**DIRECTIONS**
Repeat, line for line, the entries printed below.
::::
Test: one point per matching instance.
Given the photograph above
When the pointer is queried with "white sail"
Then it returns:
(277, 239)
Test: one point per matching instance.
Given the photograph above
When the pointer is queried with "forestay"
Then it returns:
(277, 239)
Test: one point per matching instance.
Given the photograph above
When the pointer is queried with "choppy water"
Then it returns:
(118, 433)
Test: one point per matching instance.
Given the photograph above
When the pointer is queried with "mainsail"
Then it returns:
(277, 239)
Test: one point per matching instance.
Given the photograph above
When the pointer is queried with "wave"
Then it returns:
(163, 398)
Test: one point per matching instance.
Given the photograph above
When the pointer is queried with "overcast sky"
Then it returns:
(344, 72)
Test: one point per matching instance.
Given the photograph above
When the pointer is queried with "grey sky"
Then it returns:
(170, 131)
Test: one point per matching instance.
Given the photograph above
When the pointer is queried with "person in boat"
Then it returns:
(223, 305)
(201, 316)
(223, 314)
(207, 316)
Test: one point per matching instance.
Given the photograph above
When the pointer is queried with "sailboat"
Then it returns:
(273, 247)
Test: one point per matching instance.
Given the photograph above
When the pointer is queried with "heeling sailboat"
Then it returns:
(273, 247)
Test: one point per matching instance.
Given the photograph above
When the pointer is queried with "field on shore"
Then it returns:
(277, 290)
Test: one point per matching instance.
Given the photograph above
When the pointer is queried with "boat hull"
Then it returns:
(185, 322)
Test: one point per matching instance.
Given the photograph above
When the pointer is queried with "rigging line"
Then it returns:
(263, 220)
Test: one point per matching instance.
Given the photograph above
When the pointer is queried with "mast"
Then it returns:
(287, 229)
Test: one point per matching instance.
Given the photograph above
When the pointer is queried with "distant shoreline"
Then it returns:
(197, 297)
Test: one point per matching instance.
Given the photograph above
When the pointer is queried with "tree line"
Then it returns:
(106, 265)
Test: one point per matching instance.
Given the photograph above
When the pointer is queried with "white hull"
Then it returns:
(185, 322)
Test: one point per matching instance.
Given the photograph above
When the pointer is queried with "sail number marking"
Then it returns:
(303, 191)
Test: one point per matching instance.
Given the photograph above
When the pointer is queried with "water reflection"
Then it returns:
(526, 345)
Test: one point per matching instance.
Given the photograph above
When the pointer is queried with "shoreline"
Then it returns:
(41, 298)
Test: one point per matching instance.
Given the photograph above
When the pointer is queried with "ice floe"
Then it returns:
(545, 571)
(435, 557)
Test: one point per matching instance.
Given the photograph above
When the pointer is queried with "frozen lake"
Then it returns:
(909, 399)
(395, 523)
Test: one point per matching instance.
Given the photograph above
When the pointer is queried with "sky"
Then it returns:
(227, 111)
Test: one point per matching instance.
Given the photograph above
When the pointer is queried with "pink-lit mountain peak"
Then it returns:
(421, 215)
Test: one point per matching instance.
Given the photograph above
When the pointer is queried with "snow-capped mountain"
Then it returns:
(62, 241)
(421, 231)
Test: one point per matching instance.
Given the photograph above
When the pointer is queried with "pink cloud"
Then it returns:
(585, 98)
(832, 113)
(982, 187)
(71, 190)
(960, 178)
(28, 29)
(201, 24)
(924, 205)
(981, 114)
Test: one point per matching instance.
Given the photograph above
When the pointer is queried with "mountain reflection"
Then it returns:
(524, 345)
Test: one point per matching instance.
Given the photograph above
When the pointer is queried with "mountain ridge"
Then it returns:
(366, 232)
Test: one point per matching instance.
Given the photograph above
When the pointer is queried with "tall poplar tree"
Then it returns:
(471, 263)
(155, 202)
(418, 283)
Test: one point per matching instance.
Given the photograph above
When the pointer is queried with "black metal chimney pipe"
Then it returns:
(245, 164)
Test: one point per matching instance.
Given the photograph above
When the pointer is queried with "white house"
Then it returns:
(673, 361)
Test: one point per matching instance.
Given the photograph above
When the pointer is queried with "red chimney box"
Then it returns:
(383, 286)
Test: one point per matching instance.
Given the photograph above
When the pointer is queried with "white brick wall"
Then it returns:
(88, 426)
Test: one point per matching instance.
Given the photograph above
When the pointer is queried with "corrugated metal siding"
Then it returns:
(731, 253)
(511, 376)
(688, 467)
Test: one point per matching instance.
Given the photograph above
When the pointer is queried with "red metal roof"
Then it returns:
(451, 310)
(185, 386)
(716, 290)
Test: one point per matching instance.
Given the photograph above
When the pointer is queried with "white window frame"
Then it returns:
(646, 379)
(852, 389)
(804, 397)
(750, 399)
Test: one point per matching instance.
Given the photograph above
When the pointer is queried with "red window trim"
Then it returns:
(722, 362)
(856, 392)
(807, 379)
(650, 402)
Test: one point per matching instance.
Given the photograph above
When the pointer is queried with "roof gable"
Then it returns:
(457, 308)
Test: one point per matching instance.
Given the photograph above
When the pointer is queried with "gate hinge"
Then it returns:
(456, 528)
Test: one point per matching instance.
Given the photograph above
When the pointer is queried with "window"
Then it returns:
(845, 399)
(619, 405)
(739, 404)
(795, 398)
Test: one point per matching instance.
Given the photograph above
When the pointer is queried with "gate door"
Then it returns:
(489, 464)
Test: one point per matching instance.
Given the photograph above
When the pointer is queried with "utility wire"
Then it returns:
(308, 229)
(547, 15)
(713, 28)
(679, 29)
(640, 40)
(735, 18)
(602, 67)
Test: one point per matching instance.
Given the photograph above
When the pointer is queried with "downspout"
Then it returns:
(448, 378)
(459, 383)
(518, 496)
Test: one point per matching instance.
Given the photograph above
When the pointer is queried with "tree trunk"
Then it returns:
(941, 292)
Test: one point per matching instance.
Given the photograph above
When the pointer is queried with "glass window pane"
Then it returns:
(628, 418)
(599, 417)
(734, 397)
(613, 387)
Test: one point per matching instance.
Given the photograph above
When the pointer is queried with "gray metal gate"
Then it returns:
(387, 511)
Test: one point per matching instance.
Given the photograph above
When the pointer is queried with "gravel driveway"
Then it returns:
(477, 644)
::::
**COMPLETED TASK**
Test: one point per matching instance.
Given the photograph above
When the pointer is queried with "white sail"
Then it returns:
(277, 239)
Test: one point per matching instance.
Given the photograph above
When the pointer is queried with "forestay"
Then it returns:
(277, 239)
Test: one point per matching instance.
Given the photograph above
When the pointer is queried with "choppy water"
Then it returns:
(118, 433)
Test: one point per matching instance.
Given the photograph above
When the pointer is queried with "mainsail"
Then it returns:
(277, 239)
Test: one point per matching instance.
Given the photograph above
When the pointer is queried with "wave"
Then it returns:
(163, 398)
Test: one point per matching instance.
Given the photograph above
When the pointer is queried with "overcast sky"
Then it returns:
(344, 72)
Test: one point per matching instance.
Given the photograph above
When the pointer is queried with "grey sky"
Then it returns:
(170, 131)
Test: one point per matching instance.
Given the photograph above
When the pointer is queried with "person in boat"
Then it returns:
(223, 305)
(201, 316)
(223, 314)
(207, 316)
Test: one point per matching instance.
Given the photograph above
When the pointer is queried with "sailboat"
Then it returns:
(273, 247)
Test: one point per matching instance.
Given the photograph above
When the pointer is queried with "heeling sailboat"
Then it returns:
(273, 247)
Test: one point per matching instance.
Given the photograph above
When the pointer is queried with "field on shore"
Then it returns:
(277, 290)
Test: one point per matching instance.
Given the photograph above
When the pointer is queried with "boat hull"
Then it returns:
(185, 322)
Test: one point per matching instance.
Given the photograph above
When the pointer is queried with "rigging line"
Then it returns:
(263, 220)
Test: one point per matching instance.
Given the photograph above
When the pointer is queried with "mast"
Then it returns:
(287, 229)
Test: one point per matching instance.
Given the photograph above
When the pointer is queried with "distant shoreline"
Then it returns:
(197, 297)
Test: one point per matching instance.
Given the photograph above
When the pointer is queried with "tree line"
Then it returns:
(106, 265)
Test: one point per matching instance.
Given the photograph above
When the pointer is queried with "white hull"
Then it returns:
(185, 322)
Test: one point per matching instance.
Given the photograph above
When the pointer is queried with "sail number marking"
Then it returns:
(303, 191)
Test: one point per matching instance.
Given the photograph above
When the pointer is queried with "water reflection"
Then it returns:
(526, 345)
Test: one point per matching instance.
Given the photograph above
When the pointer is queried with "shoreline"
Then it returns:
(41, 298)
Test: one point per matching instance.
Given the photograph above
When the pointer is queried with "ice floe"
Then it returns:
(545, 571)
(435, 557)
Test: one point per matching instance.
Given the photograph above
When the pointer is queried with "frozen lake"
Then it returns:
(909, 399)
(395, 523)
Test: one point per matching instance.
Given the photograph above
When the pointer is queried with "sky"
Then it returns:
(227, 111)
Test: one point per matching instance.
Given the photograph above
When the pointer is queried with "pink-lit mountain peak"
Then it returns:
(421, 215)
Test: one point per matching instance.
Given the photograph above
When the pointer is queried with "snow-capped mountain"
Then it returns:
(62, 241)
(421, 231)
Test: one point per matching instance.
Given the photograph above
When the pointer is queried with "pink cloud"
Then it returns:
(585, 98)
(832, 113)
(982, 187)
(71, 190)
(960, 178)
(28, 29)
(201, 24)
(924, 205)
(981, 114)
Test: one point per matching instance.
Given the photograph above
When the pointer is queried with "mountain reflection"
Then it returns:
(524, 345)
Test: one point per matching instance.
Given the photograph above
When the pointer is queried with "mountain ridge"
Then it returns:
(366, 232)
Test: one point per matching instance.
Given the photograph above
When the pointer is queried with "tall poplar tree"
Then it returns:
(471, 263)
(155, 202)
(418, 283)
Test: one point per matching instance.
Given the photograph above
When the pointer is queried with "black metal chimney pipe"
Then it returns:
(245, 164)
Test: one point per matching instance.
Given the photograph above
When the pointer is queried with "white house"
Then it returns:
(673, 361)
Test: one point per matching instance.
Given the photograph above
When the pointer is queried with "red chimney box"
Then it returns:
(383, 286)
Test: one point per matching instance.
Given the photograph above
When the pointer is queried with "white brick wall"
Then it returns:
(88, 426)
Test: one point per matching instance.
Given the photograph above
When the pointer is queried with "corrugated metal siding"
Then it returns:
(731, 253)
(511, 376)
(688, 467)
Test: one point per matching instance.
Given the photograph above
When the pointer is queried with "red metal roof"
Then it returns:
(451, 310)
(185, 386)
(716, 290)
Test: one point per matching instance.
Given the photograph above
When the pointer is queried with "white window frame"
Then it returns:
(646, 379)
(852, 389)
(804, 397)
(750, 399)
Test: one point per matching instance.
Given the photograph above
When the pointer is queried with "red window trim"
Then it returns:
(722, 362)
(856, 392)
(807, 379)
(650, 402)
Test: one point per matching instance.
Given the photograph above
When the pointer is queried with "roof gable"
Then it returns:
(457, 308)
Test: one point per matching instance.
Given the photograph above
When the pointer is queried with "gate hinge"
Then it returns:
(456, 528)
Test: one point per matching instance.
Given the photograph above
When the pointer is queried with "window"
Then it returns:
(845, 399)
(619, 405)
(739, 404)
(795, 398)
Test: one point per matching instance.
Given the photograph above
When the pointer is queried with "gate door"
Then it returns:
(489, 464)
Test: one point per matching instance.
Given the photograph above
When the pointer is queried with "utility wire"
Then it returns:
(308, 229)
(547, 15)
(713, 28)
(679, 29)
(640, 40)
(735, 18)
(602, 67)
Test: one point per matching instance.
Given the photograph above
When the pointer is queried with "downspout"
Then it returns:
(448, 378)
(459, 383)
(518, 496)
Test: one point per matching instance.
Given the photograph above
When the pointer is queried with "tree trunk"
Then it returns:
(941, 292)
Test: one point per matching instance.
Given the photograph above
When the pointer is queried with "glass window pane"
Then it returns:
(628, 418)
(599, 417)
(734, 397)
(613, 387)
Test: one point per matching instance.
Given the photograph above
When the pointer is queried with "gray metal gate"
Then it returns:
(387, 511)
Test: one point per matching instance.
Given the photograph above
When the pointer is queried with "gravel driveway"
Then it returns:
(477, 644)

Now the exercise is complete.